Page text
— Begin —

The Microsoft IIS server and .NET platform are particularly vulnerable to this problem. Although the default error handling does return a correct 404 status code, the problem is with the way custom error messages are often set up.
Google does try to catch this problem with test spidering. That's one reason people see googlebot requesting strange urls. If googlebot notices this error handling problem, they generate a notice in Webmaster Tools account. Then the webmaster can't even validate the site or access reports until it gets fixed.
However, it is not wise to hand over this responsibility to Google. Get it fixed, so a 404 actually returns a 404 http status code.
By the way, there are incorrect instructions all over the place about setting up custom redirects this way on IIS. Don't believe them, not even when they occur in hard cover books with the MS seal of approval on them, not even when they occur on Microsoft's own forums, not even when they occur on blog posts of otherwise very savvy people. If the server header isn't 404, then the potential for trouble is there.
Because the details of a fix can depend on many factors, including the version of IIS, please, take up the technical how-to questions in our Microsoft ISS Server forum [webmasterworld.com]. You can use Site Search [webmasterworld.com] to find many related threads that are already published.

— End —

Information provided
— Begin —

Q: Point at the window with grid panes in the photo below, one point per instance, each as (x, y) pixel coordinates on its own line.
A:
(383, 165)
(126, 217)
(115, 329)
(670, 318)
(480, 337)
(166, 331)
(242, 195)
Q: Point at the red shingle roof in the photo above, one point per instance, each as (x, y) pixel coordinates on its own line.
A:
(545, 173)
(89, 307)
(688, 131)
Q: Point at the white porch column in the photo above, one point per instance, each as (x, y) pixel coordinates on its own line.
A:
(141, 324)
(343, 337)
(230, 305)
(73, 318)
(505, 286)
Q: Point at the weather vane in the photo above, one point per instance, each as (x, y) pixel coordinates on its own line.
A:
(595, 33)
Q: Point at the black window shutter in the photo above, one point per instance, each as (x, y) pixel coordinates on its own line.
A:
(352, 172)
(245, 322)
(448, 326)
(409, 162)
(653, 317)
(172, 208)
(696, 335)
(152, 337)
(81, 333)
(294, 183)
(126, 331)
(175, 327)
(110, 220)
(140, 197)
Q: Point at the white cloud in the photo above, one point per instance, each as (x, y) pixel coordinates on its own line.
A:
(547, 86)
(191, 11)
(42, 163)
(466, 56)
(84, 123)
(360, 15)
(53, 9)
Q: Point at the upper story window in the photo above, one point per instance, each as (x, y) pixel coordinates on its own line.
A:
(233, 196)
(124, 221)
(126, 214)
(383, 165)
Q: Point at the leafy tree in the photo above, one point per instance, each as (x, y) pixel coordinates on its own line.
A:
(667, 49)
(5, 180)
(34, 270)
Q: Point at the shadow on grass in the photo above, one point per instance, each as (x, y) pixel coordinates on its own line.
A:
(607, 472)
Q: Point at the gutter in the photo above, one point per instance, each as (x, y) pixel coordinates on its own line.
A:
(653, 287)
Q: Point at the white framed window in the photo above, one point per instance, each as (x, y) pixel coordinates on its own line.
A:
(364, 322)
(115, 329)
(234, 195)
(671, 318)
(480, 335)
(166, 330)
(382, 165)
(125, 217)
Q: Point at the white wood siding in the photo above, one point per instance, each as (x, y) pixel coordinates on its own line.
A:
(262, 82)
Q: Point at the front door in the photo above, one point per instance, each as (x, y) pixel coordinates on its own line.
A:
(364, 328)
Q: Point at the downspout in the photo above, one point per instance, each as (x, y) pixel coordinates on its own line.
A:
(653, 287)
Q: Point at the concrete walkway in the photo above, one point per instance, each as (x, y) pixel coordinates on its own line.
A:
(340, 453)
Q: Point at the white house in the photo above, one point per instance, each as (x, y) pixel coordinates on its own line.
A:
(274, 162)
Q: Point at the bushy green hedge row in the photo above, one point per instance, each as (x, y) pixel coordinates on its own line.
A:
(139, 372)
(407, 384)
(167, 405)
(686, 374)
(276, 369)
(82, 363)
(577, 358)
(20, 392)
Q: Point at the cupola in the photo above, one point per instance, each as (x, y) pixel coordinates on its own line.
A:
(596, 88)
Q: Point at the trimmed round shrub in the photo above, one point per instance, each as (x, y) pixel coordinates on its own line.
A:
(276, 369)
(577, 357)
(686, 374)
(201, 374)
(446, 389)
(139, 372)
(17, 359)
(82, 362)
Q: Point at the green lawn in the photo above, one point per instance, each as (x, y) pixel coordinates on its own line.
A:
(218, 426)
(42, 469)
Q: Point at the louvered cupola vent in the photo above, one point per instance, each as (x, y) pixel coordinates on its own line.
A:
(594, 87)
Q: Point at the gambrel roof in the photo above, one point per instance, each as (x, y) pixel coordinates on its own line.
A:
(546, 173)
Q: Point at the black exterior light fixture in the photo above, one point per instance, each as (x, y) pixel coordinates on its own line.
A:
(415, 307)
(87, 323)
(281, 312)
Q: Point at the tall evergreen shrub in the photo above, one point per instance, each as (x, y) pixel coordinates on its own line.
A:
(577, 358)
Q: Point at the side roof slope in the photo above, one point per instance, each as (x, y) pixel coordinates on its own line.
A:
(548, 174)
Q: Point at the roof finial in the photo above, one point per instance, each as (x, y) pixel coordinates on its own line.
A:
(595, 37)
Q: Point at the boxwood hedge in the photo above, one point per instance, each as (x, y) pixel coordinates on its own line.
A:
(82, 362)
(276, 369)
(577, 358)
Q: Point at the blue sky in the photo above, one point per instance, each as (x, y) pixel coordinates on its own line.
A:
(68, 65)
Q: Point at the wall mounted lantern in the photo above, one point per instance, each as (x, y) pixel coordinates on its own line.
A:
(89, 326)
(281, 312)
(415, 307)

— End —

What is being asked
Write out, word for word, everything in the post on IIS error handling from "Because the details" down to "are already published.".

Result of the exercise
Because the details of a fix can depend on many factors, including the version of IIS, please, take up the technical how-to questions in our Microsoft ISS Server forum [webmasterworld.com]. You can use Site Search [webmasterworld.com] to find many related threads that are already published.